**PASSAGE TO READ:**
"""

The line in the proposed U.S. History high school curriculum seemed simple enough: “Explain actions taken by people from different racial, ethnic, gender and religious groups to expand economic opportunities and political rights in American society.”

But then State Board of Education member and former chair Don McLeroy, in one of a flurry of amendments at the board’s Friday meeting, wanted to axe the words “racial, ethnic, gender and religious” from that and another similar line. The move provoked deep emotions on a day when several members accused the conservative firebrand and others in his voting bloc of bending American history to suit a right-wing agenda and excising the nation’s history of oppression.

“It’s just redundant,” insisted McLeroy, arguing the standard already said “various groups.”

Other board members didn’t buy it. “It’s not redundant to me,” retorted board member Mavis Knight, who is African-American. “Because the racial and gender groups you are trying to strike overcame great obstacles to make great contributions. … This board is rewriting history, wanting to sanitize anything that might reflect negatively on our country.”
...
When board member Barbara Cargill backed McLeroy, arguing that such exploring of minority groups detracted from teaching students about “the melting pot,” Knight was momentarily speechless. “I need a moment ... I need to gather myself,” she told chair Gail Lowe, who thanked her for her decorum.

“You would have us think we’re in some kind of Utopia that didn’t exist,” Knight continued, after a pause. “Look at what ‘groups’ in society do to keep other ‘groups’ from achieving.You made laws. You burned down something called ‘Black Wall Street’ because you didn’t want them to achieve. … I’m sorry. I have to stop.”

"""

**TO-DO LIST:**
1. Quote the State Board of Education passage word for word, starting at the words "Other board members" and ending after "for her decorum.".
2. Write a continuation of the passage about the State Board of Education curriculum debate, picking up after its final sentence.
The material after this comes from a separate source.

**INFORMATION SHOWN:**

"""

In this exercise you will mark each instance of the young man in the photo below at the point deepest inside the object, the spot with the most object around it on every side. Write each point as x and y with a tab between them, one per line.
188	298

"""

**RESPONSES IN ORDER:**
1.
Other board members didn’t buy it. “It’s not redundant to me,” retorted board member Mavis Knight, who is African-American. “Because the racial and gender groups you are trying to strike overcame great obstacles to make great contributions. … This board is rewriting history, wanting to sanitize anything that might reflect negatively on our country.”
...
When board member Barbara Cargill backed McLeroy, arguing that such exploring of minority groups detracted from teaching students about “the melting pot,” Knight was momentarily speechless. “I need a moment ... I need to gather myself,” she told chair Gail Lowe, who thanked her for her decorum.

2.
...
Long before the board took up the standards this week, 16 board-appointed committees, largely consisting of educators, had pored over them in multiple daylong sessions. The board charged with high school U.S. history included McLeroy’s appointee, conservative gadfly Bill Ames, who had proposed a slew of right-leaning amendments that were shot down by his fellow committee members, all of them social studies educators. On Friday, McLeroy picked up where Ames left off, trumpeting many of the same additions and deletions Ames had proposed and the curriculum-writing committee had spurned.

McLeroy sought, for instance, to rehabilitate the reputation of red-hunting Senator Joseph McCarthy, adding a line to standards on McCarthyism reading: “and how the later release of the Venona papers confirmed suspicions of communist infiltrations of the U.S. government.” The amendment passed without objection. Another change that had been defeated in the curriculum writing committee, adding “legal and illegal” before “immigration,” also passed. In yet another victory for McLeroy, the board added a new standard describing “the conservative resurgence of the 1980s and 1990s, including Phyllis Schlafly, the Contract with America, the Heritage Foundation, the Moral Majority and the National Rifle Association.”

McLeroy and his fellow conservatives lost votes on other amendments, however. The board had an extended debate over McLeroy wanting to add conservative pundit William F. Buckley, Reagan foreign policy advisor Jeane Kirkpatrick, and former Republican House Speaker Newt Gingrich, among others. Board membver Rick Agosto then countered with an amendment to add liberal stalwart Ted Kennedy, which failed, causing Knight to offer another unsuccessful amendment adding “the Kennedy family.” But then McLeroy’s original proposal also got shot down, in another tie vote, which chairwoman Lowe again declined to break.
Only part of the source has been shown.